**DATA SUPPLIED:**

────────

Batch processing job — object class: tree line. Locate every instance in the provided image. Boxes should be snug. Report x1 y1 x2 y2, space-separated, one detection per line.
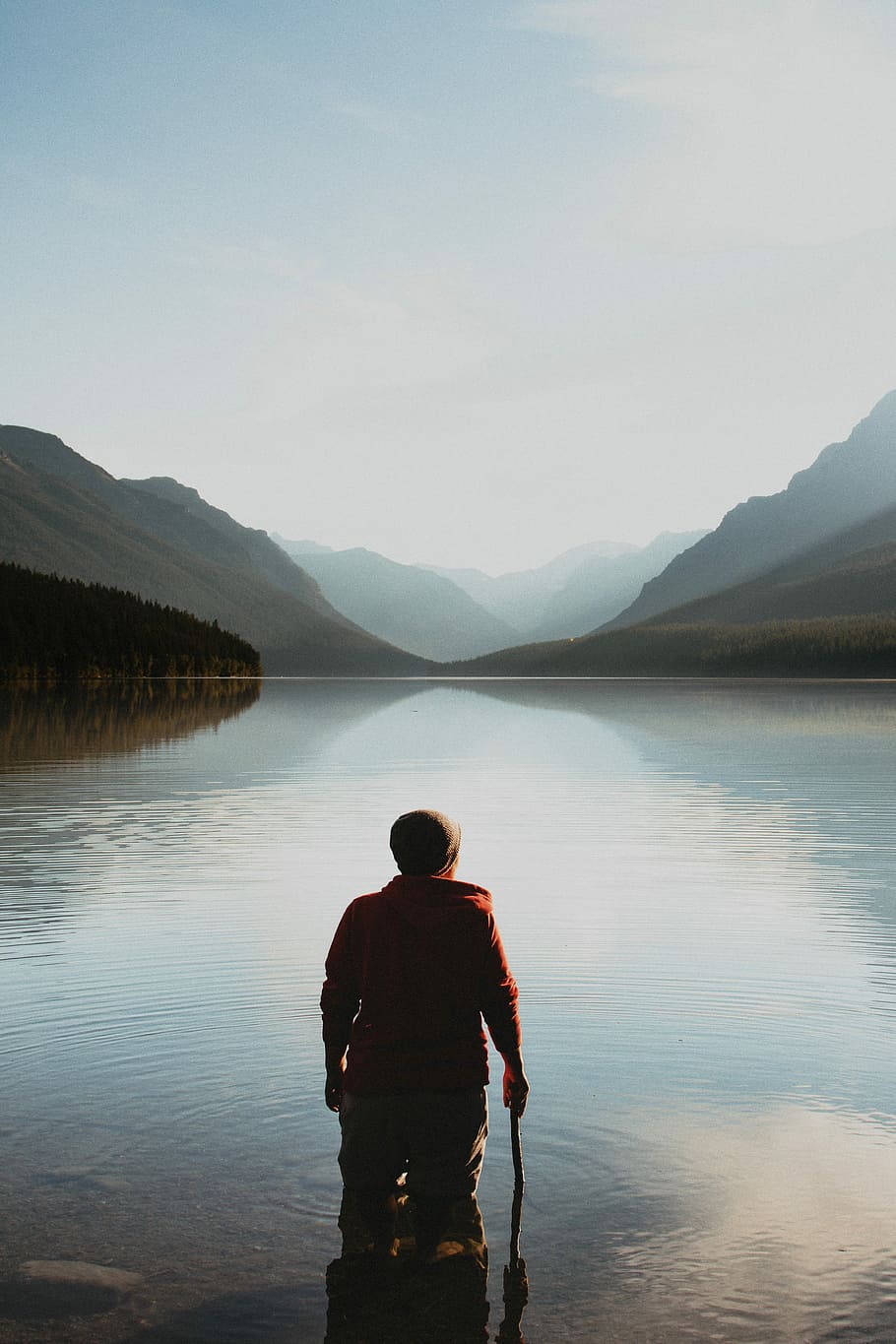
0 563 262 681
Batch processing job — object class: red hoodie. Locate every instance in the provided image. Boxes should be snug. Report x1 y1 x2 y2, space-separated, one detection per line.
321 876 520 1094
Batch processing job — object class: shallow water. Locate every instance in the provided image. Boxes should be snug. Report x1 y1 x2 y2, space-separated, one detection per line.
0 681 896 1344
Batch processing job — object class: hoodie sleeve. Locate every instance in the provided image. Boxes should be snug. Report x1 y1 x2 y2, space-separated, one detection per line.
480 916 523 1056
321 906 361 1056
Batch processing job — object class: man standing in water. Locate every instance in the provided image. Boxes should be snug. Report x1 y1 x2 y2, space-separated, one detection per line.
321 810 530 1255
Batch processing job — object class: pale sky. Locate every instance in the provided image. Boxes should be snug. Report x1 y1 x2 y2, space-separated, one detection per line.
0 0 896 572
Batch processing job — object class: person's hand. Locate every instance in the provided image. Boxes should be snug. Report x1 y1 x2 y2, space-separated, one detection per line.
504 1064 530 1116
324 1059 346 1110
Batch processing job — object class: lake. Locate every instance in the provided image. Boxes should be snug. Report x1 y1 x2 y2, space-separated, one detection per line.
0 680 896 1344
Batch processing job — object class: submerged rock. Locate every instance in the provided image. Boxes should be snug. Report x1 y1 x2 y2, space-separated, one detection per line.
8 1260 144 1319
19 1260 144 1297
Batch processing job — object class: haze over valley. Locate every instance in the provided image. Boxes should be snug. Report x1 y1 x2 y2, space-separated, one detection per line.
0 393 896 676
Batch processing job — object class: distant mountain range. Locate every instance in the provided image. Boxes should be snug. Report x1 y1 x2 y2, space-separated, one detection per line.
0 391 896 676
280 541 517 663
608 391 896 627
0 424 425 676
274 533 704 662
458 393 896 676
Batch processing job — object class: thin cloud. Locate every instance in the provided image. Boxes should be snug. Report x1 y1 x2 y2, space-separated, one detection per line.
520 0 896 249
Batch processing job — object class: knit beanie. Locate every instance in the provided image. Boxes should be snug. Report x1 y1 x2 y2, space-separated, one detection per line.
390 807 461 877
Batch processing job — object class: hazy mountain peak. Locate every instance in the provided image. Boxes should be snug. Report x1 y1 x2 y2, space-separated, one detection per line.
608 391 896 627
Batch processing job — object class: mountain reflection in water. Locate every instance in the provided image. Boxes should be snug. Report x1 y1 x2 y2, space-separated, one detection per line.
0 681 896 1344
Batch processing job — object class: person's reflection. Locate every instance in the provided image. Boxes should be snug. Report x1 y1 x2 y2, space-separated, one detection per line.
325 1192 528 1344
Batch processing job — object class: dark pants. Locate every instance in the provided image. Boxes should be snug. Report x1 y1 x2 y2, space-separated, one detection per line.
339 1087 489 1200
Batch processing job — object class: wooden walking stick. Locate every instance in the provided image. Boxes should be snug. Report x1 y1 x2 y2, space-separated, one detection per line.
497 1108 530 1344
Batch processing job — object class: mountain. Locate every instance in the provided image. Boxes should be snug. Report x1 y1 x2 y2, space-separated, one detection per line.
0 563 261 681
421 542 636 637
636 508 896 625
270 533 333 560
0 424 425 674
281 542 517 662
525 533 705 640
606 391 896 629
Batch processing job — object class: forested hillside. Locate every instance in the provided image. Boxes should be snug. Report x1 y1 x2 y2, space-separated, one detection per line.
0 563 262 680
454 615 896 677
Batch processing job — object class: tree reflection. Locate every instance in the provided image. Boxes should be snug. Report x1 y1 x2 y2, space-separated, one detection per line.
0 677 261 767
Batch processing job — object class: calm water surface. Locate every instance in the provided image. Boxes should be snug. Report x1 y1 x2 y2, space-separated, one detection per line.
0 681 896 1344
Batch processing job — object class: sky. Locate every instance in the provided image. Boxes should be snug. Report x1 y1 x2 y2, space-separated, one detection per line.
0 0 896 572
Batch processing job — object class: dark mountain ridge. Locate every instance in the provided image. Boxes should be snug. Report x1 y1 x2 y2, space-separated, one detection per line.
0 426 425 674
604 391 896 630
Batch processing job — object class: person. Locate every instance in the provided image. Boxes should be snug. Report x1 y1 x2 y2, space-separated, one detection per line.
321 809 530 1256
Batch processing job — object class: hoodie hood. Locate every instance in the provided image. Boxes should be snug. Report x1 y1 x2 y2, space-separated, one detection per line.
381 875 491 928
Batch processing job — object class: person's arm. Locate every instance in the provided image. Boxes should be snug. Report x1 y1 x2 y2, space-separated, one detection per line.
480 921 530 1116
321 906 361 1110
501 1049 530 1116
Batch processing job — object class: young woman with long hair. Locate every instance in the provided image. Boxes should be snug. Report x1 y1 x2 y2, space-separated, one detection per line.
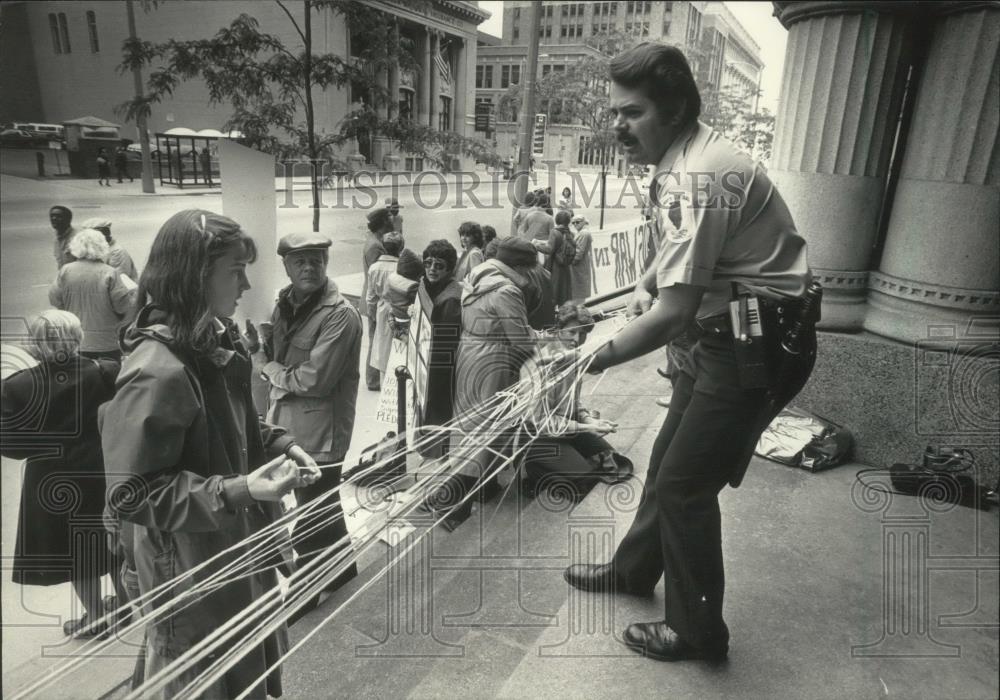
102 209 319 698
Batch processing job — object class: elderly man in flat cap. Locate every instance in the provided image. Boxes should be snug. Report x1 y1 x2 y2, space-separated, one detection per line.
262 233 362 604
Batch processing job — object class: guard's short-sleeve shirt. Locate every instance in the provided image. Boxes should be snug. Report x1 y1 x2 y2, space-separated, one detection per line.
650 122 811 318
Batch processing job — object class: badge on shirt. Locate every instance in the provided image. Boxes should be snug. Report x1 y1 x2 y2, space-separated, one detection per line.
660 192 693 243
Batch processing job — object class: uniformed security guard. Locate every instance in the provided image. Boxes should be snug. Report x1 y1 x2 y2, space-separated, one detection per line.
565 43 818 661
262 233 362 619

────────

**GIVEN EXERCISE:**
Return these lines verbatim, with the pictures omitted from your answer.

**WRITTEN SOLUTION:**
Batch processing job — object class: tree line. Locate every instance in the provided image. Boxes should be snug. Report x1 y1 x2 y2, space-separated, one detection per line.
0 563 262 681
Batch processing job — object class: red hoodie. Locate every instance in the provided image. Boxes should be snug. Report x1 y1 x2 y2, space-separated, one detection per line.
321 876 520 1094
Batch processing job — object class: shallow water. Locate every instance in the provided image. Boxes should be snug. Report x1 y1 x2 y2, space-separated, one detection per line.
0 681 896 1344
Batch processing job — object class: hoodie sleeve. Locate every instance in the provided image. Boxes should be snug. Report x1 y1 x2 y2, space-separated, one detection per line.
480 916 523 1056
321 906 361 1056
Batch processing job — object class: man standing in water. Locate every instance in the provided image. Boxes should be snug. Report x1 y1 x2 y2, space-separated, one detection per line.
321 810 530 1255
Batch processing job — object class: pale sky. Locate every instance in the provided image. Boxes should be snug. Report x1 y1 x2 y2, space-separated, one detection per line.
0 0 896 572
Batch processing job — object class: person's hand. Locate every instance in the provided image. Boxes should be snug. Report x1 y1 x2 y2, space-separated, one detection per line.
504 1064 530 1116
324 1059 346 1110
Batch processing job — object class: lake. Locate every instance in the provided image. Boxes should be snug. Report x1 y1 x2 y2, space-separated, one detection per line.
0 680 896 1344
Batch processing job — object class: submerged rock. Locate every instance in the provided image. Boxes should be snug. Report x1 y1 x2 y2, space-separated, one detection per line.
8 1260 144 1319
19 1260 144 1297
Batch processing job — object class: haze over valley. Locate every instance in the provided image. Boxes should be snug. Report x1 y1 x2 y2, space-separated, one detection per line.
0 393 896 676
Batch processing job — object class: distant mountain range. Locate every instance in the provided image. Boxes should be snug. Report x1 y1 x2 y2, space-separated, one detection per line.
0 391 896 676
280 541 517 663
608 391 896 627
0 424 425 676
274 533 704 662
458 393 896 676
Batch processing job — object class: thin cloud. Locate every instance in the provided image. Boxes should be snug. Report x1 y1 x2 y2, space-separated, one detection per line.
520 0 896 249
Batch processing job — object class: knit beanie. Locate every instance in the provided image. Boxes should be snug. Report x1 y1 x2 y2, space-separated, one detection per line.
390 807 461 877
Batch processing job — object class: hazy mountain peak. Locate every instance in the provided image. Boxes should be snug. Report x1 y1 x2 y2, space-separated, one detection per line.
608 391 896 627
Batch processing job — object class: mountain reflection in water. Locate every instance in the provided image. Boxes should be snug. Report x1 y1 x2 y2, space-separated, one detection per line.
0 681 896 1344
Batch processing job — object class: person's reflection. Locate every instance in the provided image. Boxes should be snug. Report x1 y1 x2 y2, space-separated, one detection per line.
325 1192 528 1344
Batch processing job — object class: dark pants. Locate every instance in the provided image. Boxes should be snug. Report x1 y1 x2 y2, space-separated, one detection per line.
339 1087 489 1200
Batch processing job — object class: wooden walking stick. Locate every instance in the provided image. Boxes should be snug. Report x1 y1 x2 y2, space-separated, one detection per line.
497 1108 530 1344
Batch processing job — object class: mountain. Locate every instance in the provided image. Boxes should be snug. Report x1 y1 x2 y2, space-separated, one detection per line.
0 563 261 681
421 542 636 637
636 508 896 625
270 533 333 560
0 424 425 674
281 542 517 662
525 533 705 640
606 391 896 629
Batch processing job — object class: forested hillside. Locate every instance in the provided image. Boxes should be snug. Report x1 y1 x2 y2, space-separated, one detection per line.
0 563 262 680
454 615 896 677
Batch processing job — object class: tree reflection. Locate every instance in the provided image. Boxes should be snug. Report x1 y1 x2 y2, space-separated, one detection per line.
0 677 261 767
Batch processing job — object class: calm water surface. Locate every instance in the provided image. Boxes should be snug. Report x1 y1 x2 y2, space-separated, one detection per line.
0 681 896 1344
Batch processing job — object class: sky. Locate every instance in the provided image. Boxes should be snug. Report x1 y1 x2 y2, space-separated, one detection per line.
0 0 896 572
Batch processing job — object class: dark mountain ridge. Locate every instance in the provided image. Boxes should be snug. Report x1 y1 x2 y2, space-separated, one detection per line.
0 426 425 674
604 391 896 630
Batch processing job — object class: person. Locate every instance in the provided image. Boxes should be snug. Report x1 y1 x2 y2, space-separated, one detection per line.
321 809 530 1256
Batch processing job — object class: hoodie hood. Locate every instance in the provided image. Boxes should be snug. Report x1 y1 x2 y2, space-separated, one detection per line.
381 875 491 928
Batch processing job — object class: person's arm. Locate every instance in the provided image. Boxes should be snug. Report x1 y1 x2 y2, space-separated, one detection per line.
480 921 530 1116
321 906 361 1110
501 1049 530 1116
Batch processing job — object class: young woman with long hair. Locate every instance in the provided image. Boxes should be snug. Report x1 y1 x2 y2, space-separated, one detection per line.
102 209 319 698
Batch processing job — object class: elderly man in flat cap. Locate every instance in the provided image. Boxes should be snug. Report x1 y1 x2 y2, space-separated, one detection per line.
262 233 362 604
Batch processing job — object class: guard's short-sleeve shirt. Locate every instance in the provided image. Boxes should be snug. Report x1 y1 x2 y2, space-separated, one detection per line.
650 122 811 318
Batch processing job — object class: badge on shirt. Locate every instance in the provided image. Boxes should be snug. Report x1 y1 x2 y2, space-separated, one detection per line.
660 192 693 243
Batch processing job — object class: uniformed security guard. Locate every instance in the provided image. Boxes should be snug. Report x1 y1 x2 y2, space-separated, one detection per line.
565 43 818 661
262 233 362 619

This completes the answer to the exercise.